Turn every row below into a line of a two-column CSV with the header text,answer. Put the row's text under text and its answer under answer, each as one quoted field with line breaks changed to spaces.

* * * * * * *

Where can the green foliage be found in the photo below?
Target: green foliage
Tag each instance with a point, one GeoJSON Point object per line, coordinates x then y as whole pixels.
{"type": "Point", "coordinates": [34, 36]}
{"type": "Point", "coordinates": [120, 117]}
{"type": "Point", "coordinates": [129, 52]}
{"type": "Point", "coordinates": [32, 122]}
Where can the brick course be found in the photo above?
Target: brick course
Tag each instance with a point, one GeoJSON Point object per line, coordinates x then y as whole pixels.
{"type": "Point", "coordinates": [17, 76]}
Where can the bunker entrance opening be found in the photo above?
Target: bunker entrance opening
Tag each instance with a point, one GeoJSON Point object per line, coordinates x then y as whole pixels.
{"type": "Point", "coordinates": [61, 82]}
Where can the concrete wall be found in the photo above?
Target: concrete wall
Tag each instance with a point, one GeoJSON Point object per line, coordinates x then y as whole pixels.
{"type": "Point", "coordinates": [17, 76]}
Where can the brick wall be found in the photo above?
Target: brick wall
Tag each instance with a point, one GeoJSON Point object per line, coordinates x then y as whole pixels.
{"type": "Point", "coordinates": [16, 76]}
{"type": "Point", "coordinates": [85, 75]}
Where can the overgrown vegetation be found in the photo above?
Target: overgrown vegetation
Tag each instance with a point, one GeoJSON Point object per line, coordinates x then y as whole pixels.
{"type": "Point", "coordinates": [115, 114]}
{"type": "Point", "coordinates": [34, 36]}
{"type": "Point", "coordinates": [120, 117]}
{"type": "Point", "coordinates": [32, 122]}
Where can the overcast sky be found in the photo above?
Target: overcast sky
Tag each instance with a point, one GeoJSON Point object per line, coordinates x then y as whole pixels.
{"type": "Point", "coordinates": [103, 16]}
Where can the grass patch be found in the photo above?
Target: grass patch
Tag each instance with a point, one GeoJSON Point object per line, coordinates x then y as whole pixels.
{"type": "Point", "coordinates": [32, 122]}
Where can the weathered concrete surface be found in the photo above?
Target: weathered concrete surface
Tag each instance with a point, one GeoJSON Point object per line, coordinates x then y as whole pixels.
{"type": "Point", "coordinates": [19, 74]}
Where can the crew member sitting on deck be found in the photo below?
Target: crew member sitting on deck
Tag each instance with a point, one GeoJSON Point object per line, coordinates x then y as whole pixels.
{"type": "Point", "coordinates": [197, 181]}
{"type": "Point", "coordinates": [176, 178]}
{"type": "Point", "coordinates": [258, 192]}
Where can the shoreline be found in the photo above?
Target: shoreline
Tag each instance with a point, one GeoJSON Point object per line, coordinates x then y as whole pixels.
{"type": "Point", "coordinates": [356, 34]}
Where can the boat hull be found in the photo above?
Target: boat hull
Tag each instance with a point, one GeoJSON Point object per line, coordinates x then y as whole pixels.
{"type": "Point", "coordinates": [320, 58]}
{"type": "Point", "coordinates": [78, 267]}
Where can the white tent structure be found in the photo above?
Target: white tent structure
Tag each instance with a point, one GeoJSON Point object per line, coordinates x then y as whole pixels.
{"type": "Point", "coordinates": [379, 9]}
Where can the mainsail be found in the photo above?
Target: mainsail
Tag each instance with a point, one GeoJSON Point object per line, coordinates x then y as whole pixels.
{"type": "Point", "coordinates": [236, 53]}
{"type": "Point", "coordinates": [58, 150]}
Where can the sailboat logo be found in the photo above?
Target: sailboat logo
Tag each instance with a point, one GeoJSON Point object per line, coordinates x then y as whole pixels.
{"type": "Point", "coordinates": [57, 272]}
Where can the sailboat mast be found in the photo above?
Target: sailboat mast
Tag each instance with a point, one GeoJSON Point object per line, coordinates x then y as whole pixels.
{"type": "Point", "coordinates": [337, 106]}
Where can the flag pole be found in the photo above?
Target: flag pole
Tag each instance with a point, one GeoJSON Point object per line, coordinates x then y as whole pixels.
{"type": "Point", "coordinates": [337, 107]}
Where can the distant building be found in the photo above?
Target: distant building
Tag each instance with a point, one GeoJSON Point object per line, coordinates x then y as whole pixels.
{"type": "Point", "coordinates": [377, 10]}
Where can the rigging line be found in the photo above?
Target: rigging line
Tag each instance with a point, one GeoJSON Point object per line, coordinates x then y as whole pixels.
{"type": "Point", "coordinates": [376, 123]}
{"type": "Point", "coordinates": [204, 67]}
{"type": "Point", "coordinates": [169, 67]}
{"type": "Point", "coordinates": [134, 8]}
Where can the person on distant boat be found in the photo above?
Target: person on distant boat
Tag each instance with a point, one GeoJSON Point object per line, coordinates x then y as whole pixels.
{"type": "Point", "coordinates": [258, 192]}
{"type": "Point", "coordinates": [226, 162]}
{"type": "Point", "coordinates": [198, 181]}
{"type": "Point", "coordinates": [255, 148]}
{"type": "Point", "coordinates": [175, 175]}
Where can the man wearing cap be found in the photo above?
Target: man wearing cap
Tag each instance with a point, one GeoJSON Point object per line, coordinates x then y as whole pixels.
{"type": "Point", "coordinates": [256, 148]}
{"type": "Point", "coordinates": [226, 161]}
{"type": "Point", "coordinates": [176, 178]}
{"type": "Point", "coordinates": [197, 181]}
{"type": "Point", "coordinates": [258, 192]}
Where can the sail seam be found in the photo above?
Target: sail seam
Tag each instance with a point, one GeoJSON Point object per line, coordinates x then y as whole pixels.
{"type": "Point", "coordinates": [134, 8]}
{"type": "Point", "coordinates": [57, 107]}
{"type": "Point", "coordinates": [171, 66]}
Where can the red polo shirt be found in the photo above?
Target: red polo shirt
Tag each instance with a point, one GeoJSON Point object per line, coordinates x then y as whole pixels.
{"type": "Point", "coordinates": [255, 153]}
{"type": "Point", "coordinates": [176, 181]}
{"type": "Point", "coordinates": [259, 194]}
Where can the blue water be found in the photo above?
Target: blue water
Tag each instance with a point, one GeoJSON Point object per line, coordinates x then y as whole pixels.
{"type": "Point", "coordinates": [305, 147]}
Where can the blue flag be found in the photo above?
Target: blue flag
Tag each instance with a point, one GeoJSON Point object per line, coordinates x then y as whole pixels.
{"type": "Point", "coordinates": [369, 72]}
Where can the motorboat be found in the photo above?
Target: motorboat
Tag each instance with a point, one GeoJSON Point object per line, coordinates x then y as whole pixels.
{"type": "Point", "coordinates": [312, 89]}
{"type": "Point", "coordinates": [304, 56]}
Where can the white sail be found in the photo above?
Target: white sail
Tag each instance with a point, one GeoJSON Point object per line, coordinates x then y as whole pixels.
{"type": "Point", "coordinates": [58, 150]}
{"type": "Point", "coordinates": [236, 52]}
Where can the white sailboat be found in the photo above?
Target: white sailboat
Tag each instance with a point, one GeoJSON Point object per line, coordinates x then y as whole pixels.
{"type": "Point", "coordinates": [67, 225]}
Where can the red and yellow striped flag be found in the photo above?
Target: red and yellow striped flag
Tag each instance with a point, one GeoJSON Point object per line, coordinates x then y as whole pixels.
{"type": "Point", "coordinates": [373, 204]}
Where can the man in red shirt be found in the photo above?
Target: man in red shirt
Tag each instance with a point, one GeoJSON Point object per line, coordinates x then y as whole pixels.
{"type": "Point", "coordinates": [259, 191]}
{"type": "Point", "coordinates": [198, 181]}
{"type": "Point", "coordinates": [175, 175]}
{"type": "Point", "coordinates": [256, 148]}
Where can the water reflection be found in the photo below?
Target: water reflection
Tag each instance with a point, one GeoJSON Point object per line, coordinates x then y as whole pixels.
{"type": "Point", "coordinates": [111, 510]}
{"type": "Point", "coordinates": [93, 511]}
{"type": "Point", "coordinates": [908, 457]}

* * * * * * *

» Correct result
text,answer
"Where can the green foliage be found in the photo below? Target: green foliage Tag each instance with a point, one GeoJSON Point object per line, coordinates x then y as whole pixels.","{""type"": ""Point"", ""coordinates"": [34, 36]} {""type"": ""Point"", ""coordinates"": [120, 117]} {""type"": ""Point"", ""coordinates"": [129, 52]} {""type"": ""Point"", ""coordinates"": [32, 122]}"
"Where can the brick course be found in the photo above? Target: brick course Tag each instance with a point, one GeoJSON Point object per line, coordinates x then y as whole pixels.","{""type"": ""Point"", ""coordinates"": [17, 76]}"
"Where can the bunker entrance opening be found in the photo above? Target: bunker entrance opening Tag each instance with a point, one GeoJSON Point object per line, coordinates x then y as whole pixels.","{""type"": ""Point"", ""coordinates"": [61, 82]}"
"Where can the concrete wall be found in the photo above? Target: concrete wall Tag each instance with a point, one GeoJSON Point object per line, coordinates x then y as whole pixels.","{""type"": ""Point"", ""coordinates"": [17, 76]}"
"Where can the brick wall be found in the photo above? Target: brick wall Tag each instance with a point, one GeoJSON Point object per line, coordinates x then y as whole pixels.","{""type"": ""Point"", ""coordinates"": [16, 76]} {""type"": ""Point"", ""coordinates"": [85, 75]}"
"Where can the overgrown vegetation be found in the photo above? Target: overgrown vegetation Tag each instance with a point, one GeoJSON Point object per line, coordinates x then y as whole pixels.","{""type"": ""Point"", ""coordinates"": [115, 114]} {""type"": ""Point"", ""coordinates"": [34, 36]} {""type"": ""Point"", ""coordinates"": [120, 117]} {""type"": ""Point"", ""coordinates"": [32, 122]}"
"Where can the overcast sky be found in the photo above? Target: overcast sky Tag each instance with a point, one GeoJSON Point object per line, coordinates x then y as whole pixels.","{""type"": ""Point"", ""coordinates"": [103, 16]}"
"Where can the grass patch be found in the photo above? Target: grass patch Tag each instance with a point, one GeoJSON Point object per line, coordinates x then y as whole pixels.","{""type"": ""Point"", ""coordinates"": [32, 122]}"
"Where can the weathered concrete surface be found in the photo above? Target: weathered concrete surface Tag each instance with a point, one GeoJSON Point object per line, coordinates x then y as whole pixels.","{""type"": ""Point"", ""coordinates"": [19, 74]}"
"Where can the crew member sitting on deck be found in the photo below? Target: crew member sitting on deck Tag each instance with a point, one GeoJSON Point object per line, coordinates x then y as whole pixels.","{""type"": ""Point"", ""coordinates"": [197, 181]} {""type"": ""Point"", ""coordinates"": [176, 178]} {""type"": ""Point"", ""coordinates"": [258, 192]}"
"Where can the shoreline be found in the photo above? Target: shoreline Tag each instance with a point, one GeoJSON Point object per line, coordinates x then y as whole pixels.","{""type"": ""Point"", ""coordinates"": [356, 34]}"
"Where can the boat hull be found in the photo above? Target: boat hull Tag each instance with a point, one GeoJSON Point object per line, coordinates x then y as whole pixels.","{""type"": ""Point"", ""coordinates"": [320, 58]} {""type"": ""Point"", ""coordinates"": [78, 267]}"
"Where can the white tent structure be found in the photo above? Target: white tent structure Tag each instance with a point, one GeoJSON Point object per line, coordinates x then y as whole pixels.","{""type"": ""Point"", ""coordinates"": [379, 9]}"
"Where can the mainsail be found in the photo above? Target: mainsail Tag each instance with a point, one GeoJSON Point object per line, coordinates x then y as whole pixels.","{""type"": ""Point"", ""coordinates"": [236, 53]} {""type"": ""Point"", ""coordinates"": [58, 150]}"
"Where can the sailboat logo be found in the photo above? Target: sailboat logo Tag each instance with a point, one GeoJSON Point object per line, coordinates x then y as whole pixels.","{""type"": ""Point"", ""coordinates"": [57, 272]}"
"Where can the sailboat mast be found in the photo above? Target: sailboat mast Tag each instance with a point, one GeoJSON Point object per line, coordinates x then y as whole pixels.","{""type"": ""Point"", ""coordinates"": [337, 106]}"
"Where can the flag pole be found in the photo above? Target: flag pole Tag each instance with a point, one GeoJSON Point object per line, coordinates x then y as whole pixels.","{""type"": ""Point"", ""coordinates"": [337, 107]}"
"Where can the distant building be found in the photo above? Target: distant building Tag each instance with a point, one GeoJSON Point object per line, coordinates x then y as whole pixels.","{""type"": ""Point"", ""coordinates"": [377, 10]}"
"Where can the rigging line be found in the photo above? Target: rigging line Tag each instance with a point, one GeoJSON Point object per line, coordinates x then y as whole pixels.","{""type"": ""Point"", ""coordinates"": [376, 123]} {""type"": ""Point"", ""coordinates"": [204, 67]} {""type"": ""Point"", ""coordinates"": [169, 67]} {""type"": ""Point"", ""coordinates"": [134, 8]}"
"Where can the person on distant boat be found in the photo above? Target: person on distant boat Tag each instance with a point, one GeoJSON Point object per line, coordinates x then y as whole pixels.","{""type"": ""Point"", ""coordinates"": [258, 192]} {""type"": ""Point"", ""coordinates"": [226, 162]} {""type"": ""Point"", ""coordinates"": [198, 181]} {""type"": ""Point"", ""coordinates"": [255, 148]} {""type"": ""Point"", ""coordinates"": [175, 175]}"
"Where can the man wearing cap be found in the photo above? Target: man wearing cap Tag each instance with a point, one GeoJSON Point object per line, coordinates x then y as whole pixels.","{""type"": ""Point"", ""coordinates"": [256, 148]} {""type"": ""Point"", ""coordinates"": [226, 161]} {""type"": ""Point"", ""coordinates"": [176, 178]} {""type"": ""Point"", ""coordinates"": [197, 181]} {""type"": ""Point"", ""coordinates"": [258, 192]}"
"Where can the sail seam be found in the photo above? Target: sail seam Tag each instance with a point, one GeoJSON Point object per line, coordinates x then y as whole pixels.","{""type"": ""Point"", ""coordinates"": [134, 8]} {""type"": ""Point"", ""coordinates"": [57, 107]} {""type"": ""Point"", ""coordinates"": [171, 66]}"
"Where can the red polo shirt be found in the photo above? Target: red polo shirt Tag each instance with a point, one GeoJSON Point object per line, coordinates x then y as whole pixels.","{""type"": ""Point"", ""coordinates"": [255, 153]} {""type"": ""Point"", ""coordinates"": [176, 181]} {""type"": ""Point"", ""coordinates"": [259, 194]}"
"Where can the blue water be found in the photo above? Target: blue water Tag each instance with a point, one GeoJSON Point object per line, coordinates x then y as whole pixels.","{""type"": ""Point"", ""coordinates"": [305, 147]}"
"Where can the blue flag be found in the photo above? Target: blue flag Tag each instance with a point, one GeoJSON Point object per line, coordinates x then y as whole pixels.","{""type"": ""Point"", ""coordinates"": [369, 72]}"
"Where can the motorboat be found in the photo above? Target: motorboat Tag each instance with a point, one GeoJSON Point object per line, coordinates x then y as whole pixels.","{""type"": ""Point"", ""coordinates"": [312, 89]} {""type"": ""Point"", ""coordinates"": [304, 56]}"
"Where can the white sail be found in the photo above? Target: white sail Tag each instance with a point, one GeoJSON Point object per line, coordinates x then y as whole pixels.","{""type"": ""Point"", ""coordinates"": [58, 150]} {""type"": ""Point"", ""coordinates"": [236, 52]}"
"Where can the white sailboat be found in the photo above? Target: white sailboat Tag each instance with a point, one GeoJSON Point object per line, coordinates x then y as whole pixels.","{""type"": ""Point"", ""coordinates"": [67, 225]}"
"Where can the red and yellow striped flag be found in the photo above? Target: red and yellow striped flag Tag each instance with a point, one GeoJSON Point object per line, coordinates x then y as whole pixels.","{""type"": ""Point"", ""coordinates"": [373, 204]}"
"Where can the man in red shirt be found in the photo above? Target: man in red shirt Tag each instance with a point, one GeoJSON Point object per line, coordinates x then y as whole pixels.","{""type"": ""Point"", ""coordinates"": [259, 191]} {""type"": ""Point"", ""coordinates"": [198, 181]} {""type"": ""Point"", ""coordinates"": [175, 175]} {""type"": ""Point"", ""coordinates"": [256, 148]}"
"Where can the water reflection be found in the photo below? Target: water reflection Tag each instance with a point, one GeoJSON Point object per line, coordinates x then y as whole pixels.","{""type"": ""Point"", ""coordinates"": [111, 510]} {""type"": ""Point"", ""coordinates"": [93, 511]} {""type"": ""Point"", ""coordinates"": [908, 457]}"